WHAT THE TASK ASKS:
Scan the entries below for "every" and copy each line that holds it.

THE DATA:
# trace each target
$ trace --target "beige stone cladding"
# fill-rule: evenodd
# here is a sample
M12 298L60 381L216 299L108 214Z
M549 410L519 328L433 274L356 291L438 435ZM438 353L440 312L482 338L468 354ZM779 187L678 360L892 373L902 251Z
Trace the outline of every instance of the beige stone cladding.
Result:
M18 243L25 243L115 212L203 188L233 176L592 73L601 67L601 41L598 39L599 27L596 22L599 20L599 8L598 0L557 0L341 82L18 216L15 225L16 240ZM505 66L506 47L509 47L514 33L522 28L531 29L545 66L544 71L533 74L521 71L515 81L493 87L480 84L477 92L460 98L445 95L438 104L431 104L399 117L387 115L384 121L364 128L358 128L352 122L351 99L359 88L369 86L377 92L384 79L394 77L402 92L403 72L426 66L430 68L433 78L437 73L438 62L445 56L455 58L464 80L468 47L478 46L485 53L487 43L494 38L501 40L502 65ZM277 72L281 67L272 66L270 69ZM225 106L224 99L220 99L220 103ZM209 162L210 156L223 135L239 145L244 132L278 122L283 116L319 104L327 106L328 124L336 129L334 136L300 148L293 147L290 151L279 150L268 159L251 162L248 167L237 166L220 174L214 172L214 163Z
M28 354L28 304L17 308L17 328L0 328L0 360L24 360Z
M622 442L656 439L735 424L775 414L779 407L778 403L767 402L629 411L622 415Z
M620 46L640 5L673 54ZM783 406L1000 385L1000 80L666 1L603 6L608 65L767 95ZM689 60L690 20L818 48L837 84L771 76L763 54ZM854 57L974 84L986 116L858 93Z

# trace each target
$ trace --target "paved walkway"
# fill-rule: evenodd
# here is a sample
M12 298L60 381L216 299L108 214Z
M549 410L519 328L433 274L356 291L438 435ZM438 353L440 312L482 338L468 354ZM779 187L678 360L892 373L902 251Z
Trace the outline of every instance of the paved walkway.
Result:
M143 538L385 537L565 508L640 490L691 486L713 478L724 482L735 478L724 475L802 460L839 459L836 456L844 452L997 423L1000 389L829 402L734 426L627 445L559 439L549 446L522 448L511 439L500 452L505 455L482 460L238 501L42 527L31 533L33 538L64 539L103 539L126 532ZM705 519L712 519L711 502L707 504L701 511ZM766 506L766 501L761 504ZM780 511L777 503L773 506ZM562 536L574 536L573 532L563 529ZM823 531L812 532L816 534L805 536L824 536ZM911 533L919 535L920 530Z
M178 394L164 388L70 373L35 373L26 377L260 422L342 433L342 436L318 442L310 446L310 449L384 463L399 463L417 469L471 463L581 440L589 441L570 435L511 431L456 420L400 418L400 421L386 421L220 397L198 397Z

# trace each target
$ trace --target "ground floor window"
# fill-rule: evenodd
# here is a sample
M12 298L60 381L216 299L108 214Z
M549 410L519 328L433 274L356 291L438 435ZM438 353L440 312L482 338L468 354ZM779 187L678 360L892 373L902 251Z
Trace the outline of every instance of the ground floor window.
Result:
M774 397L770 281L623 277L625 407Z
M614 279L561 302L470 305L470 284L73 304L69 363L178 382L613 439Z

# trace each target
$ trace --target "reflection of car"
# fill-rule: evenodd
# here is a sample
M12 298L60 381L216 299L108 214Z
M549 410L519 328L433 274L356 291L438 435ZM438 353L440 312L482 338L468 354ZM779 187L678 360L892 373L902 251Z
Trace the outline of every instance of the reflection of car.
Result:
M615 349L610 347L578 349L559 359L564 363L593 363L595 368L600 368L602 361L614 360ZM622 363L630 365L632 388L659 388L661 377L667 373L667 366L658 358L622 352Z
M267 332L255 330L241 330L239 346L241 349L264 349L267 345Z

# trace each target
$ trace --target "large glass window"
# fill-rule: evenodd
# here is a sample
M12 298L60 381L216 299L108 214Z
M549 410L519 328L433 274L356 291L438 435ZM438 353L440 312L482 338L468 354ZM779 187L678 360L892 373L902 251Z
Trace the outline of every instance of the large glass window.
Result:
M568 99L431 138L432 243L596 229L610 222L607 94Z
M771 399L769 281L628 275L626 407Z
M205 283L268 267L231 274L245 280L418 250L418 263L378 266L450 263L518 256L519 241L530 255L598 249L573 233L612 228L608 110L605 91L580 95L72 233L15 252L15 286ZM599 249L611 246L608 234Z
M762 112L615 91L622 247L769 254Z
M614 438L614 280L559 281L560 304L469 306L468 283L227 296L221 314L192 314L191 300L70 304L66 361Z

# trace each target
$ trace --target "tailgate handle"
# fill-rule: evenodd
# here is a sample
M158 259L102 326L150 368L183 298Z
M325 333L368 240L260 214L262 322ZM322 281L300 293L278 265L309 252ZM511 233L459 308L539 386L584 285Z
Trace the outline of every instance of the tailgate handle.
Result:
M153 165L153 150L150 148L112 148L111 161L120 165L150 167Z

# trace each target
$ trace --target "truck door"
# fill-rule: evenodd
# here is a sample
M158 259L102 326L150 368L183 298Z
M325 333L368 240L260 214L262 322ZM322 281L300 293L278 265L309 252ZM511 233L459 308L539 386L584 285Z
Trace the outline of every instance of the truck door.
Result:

SOLUTION TO THIS TASK:
Trace the outline of every instance of the beige stone cladding.
Trace the outline of every instance of the paved walkway.
Trace the outline of every instance of the ground floor window.
Trace the outline of every instance of the reflection of car.
Trace the outline of every instance of the large glass window.
Trace the outline of every instance of the tailgate handle.
Trace the outline of every instance of the truck door.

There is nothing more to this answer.